§ **Aim**
Extract each line below that contains the string "front", copying every one in full and unchanged.

((

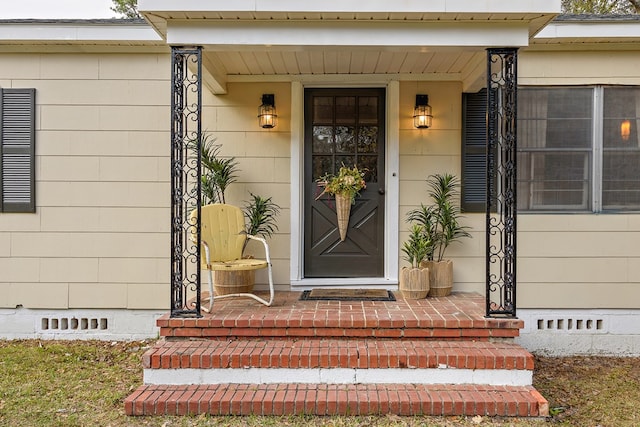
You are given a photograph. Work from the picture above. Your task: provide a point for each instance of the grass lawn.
(74, 383)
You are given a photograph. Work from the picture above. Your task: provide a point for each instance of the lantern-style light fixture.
(422, 112)
(267, 116)
(625, 130)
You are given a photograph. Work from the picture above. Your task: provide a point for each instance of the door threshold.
(347, 282)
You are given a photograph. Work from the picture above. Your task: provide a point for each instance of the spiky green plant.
(440, 220)
(261, 215)
(417, 246)
(217, 172)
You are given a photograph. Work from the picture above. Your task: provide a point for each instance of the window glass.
(621, 149)
(555, 141)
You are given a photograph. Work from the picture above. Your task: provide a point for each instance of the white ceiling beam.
(214, 75)
(614, 30)
(355, 6)
(362, 34)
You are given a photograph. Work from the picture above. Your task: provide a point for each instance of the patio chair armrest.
(264, 243)
(207, 254)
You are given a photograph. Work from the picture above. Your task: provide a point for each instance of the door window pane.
(322, 110)
(345, 109)
(368, 139)
(345, 139)
(322, 139)
(368, 110)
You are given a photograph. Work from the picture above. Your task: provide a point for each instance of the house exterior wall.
(437, 150)
(100, 234)
(582, 260)
(263, 156)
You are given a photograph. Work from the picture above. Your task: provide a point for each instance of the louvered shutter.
(474, 151)
(17, 150)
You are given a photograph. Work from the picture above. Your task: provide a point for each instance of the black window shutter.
(17, 150)
(474, 151)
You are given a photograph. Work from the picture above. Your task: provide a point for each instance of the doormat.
(347, 295)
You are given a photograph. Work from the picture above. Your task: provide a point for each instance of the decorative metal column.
(186, 133)
(501, 182)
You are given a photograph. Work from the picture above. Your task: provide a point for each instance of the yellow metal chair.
(223, 238)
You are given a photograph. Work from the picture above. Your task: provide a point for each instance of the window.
(555, 142)
(578, 148)
(17, 150)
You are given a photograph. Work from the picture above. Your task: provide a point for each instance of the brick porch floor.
(436, 356)
(458, 316)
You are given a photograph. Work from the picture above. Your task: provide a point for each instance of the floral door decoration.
(345, 187)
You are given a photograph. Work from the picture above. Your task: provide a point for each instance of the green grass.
(74, 383)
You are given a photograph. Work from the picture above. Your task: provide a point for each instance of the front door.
(344, 127)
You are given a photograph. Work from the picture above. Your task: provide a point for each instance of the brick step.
(245, 353)
(437, 329)
(457, 317)
(327, 399)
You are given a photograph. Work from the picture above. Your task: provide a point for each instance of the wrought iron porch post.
(186, 133)
(501, 216)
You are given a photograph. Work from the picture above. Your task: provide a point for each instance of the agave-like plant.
(261, 215)
(440, 221)
(417, 246)
(217, 172)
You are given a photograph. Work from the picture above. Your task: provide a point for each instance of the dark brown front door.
(344, 126)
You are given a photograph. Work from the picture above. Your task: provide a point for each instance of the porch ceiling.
(414, 39)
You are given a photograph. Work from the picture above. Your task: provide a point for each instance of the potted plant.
(440, 222)
(345, 187)
(217, 174)
(414, 280)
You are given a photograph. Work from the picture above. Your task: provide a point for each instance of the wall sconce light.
(267, 116)
(625, 130)
(422, 112)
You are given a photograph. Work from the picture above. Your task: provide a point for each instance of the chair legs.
(249, 295)
(213, 297)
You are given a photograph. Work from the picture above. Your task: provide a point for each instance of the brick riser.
(336, 353)
(323, 399)
(458, 317)
(338, 358)
(450, 330)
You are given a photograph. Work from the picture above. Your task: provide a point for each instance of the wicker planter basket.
(441, 277)
(343, 210)
(414, 282)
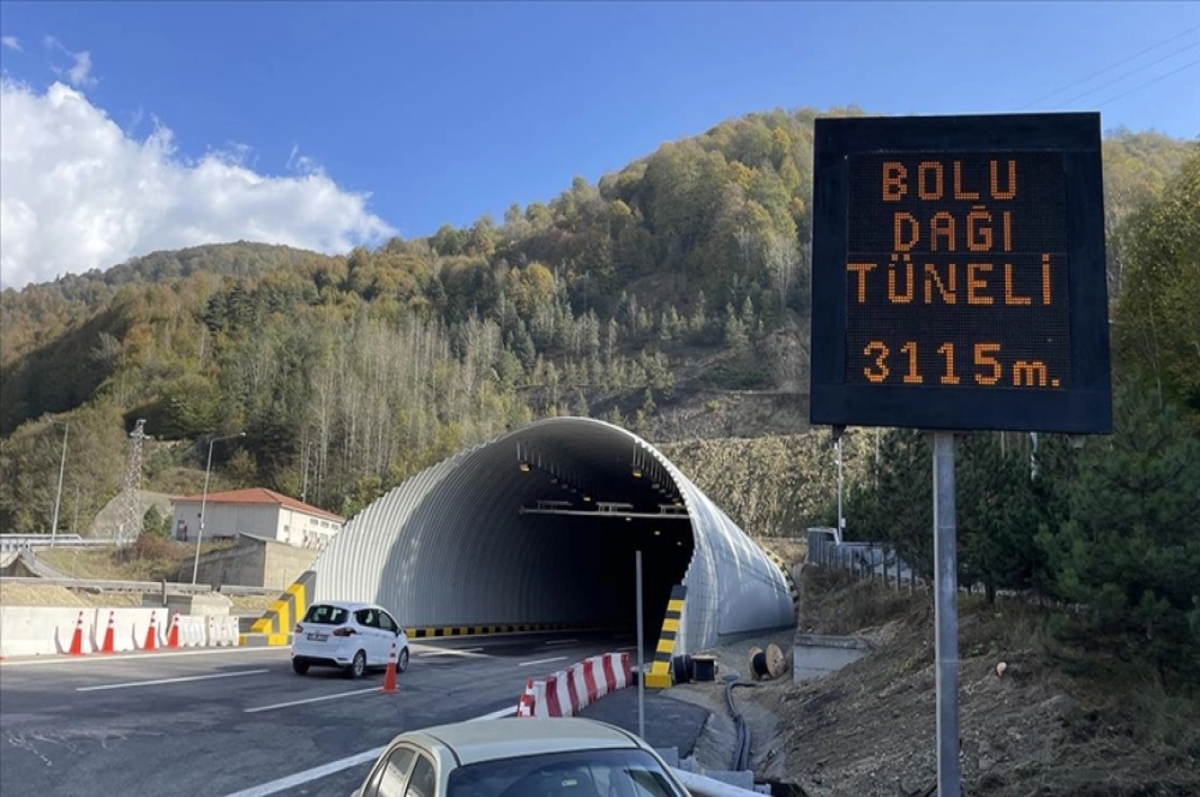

))

§ **Exercise output**
You are given a photograph. Work from the picture above. Your task: provide a point for each instance of the front door.
You are given a photograph. Work from the picture above. Your task: provide a point for each instance of the dark brown front door.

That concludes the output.